**Data**.
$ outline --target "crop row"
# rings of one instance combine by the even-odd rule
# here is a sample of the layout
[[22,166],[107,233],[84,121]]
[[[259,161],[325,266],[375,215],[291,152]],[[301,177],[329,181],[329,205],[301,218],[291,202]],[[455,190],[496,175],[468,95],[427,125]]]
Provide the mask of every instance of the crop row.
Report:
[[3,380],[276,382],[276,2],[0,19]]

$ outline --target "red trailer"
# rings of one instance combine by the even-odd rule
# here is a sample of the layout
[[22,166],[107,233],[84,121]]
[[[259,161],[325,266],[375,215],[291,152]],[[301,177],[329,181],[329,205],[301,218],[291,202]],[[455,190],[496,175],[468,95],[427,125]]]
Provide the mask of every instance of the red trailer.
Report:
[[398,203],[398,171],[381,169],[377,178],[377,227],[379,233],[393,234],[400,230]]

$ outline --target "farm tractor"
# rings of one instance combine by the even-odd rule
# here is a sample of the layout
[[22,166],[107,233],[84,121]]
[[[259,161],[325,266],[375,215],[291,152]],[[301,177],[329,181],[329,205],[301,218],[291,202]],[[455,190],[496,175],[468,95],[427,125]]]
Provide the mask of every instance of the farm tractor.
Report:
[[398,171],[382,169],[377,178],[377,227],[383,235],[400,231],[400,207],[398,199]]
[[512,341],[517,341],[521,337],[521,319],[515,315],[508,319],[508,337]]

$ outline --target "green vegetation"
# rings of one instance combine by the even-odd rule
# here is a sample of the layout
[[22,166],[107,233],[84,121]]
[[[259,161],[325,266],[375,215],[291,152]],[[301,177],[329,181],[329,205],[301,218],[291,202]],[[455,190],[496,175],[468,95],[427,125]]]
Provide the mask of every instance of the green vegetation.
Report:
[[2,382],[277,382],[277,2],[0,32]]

**What is needed**. Where a line above contains the string "farm", copy that line.

**Written answer**.
$ outline --target "farm tractor"
Provide the mask of every instance of the farm tractor.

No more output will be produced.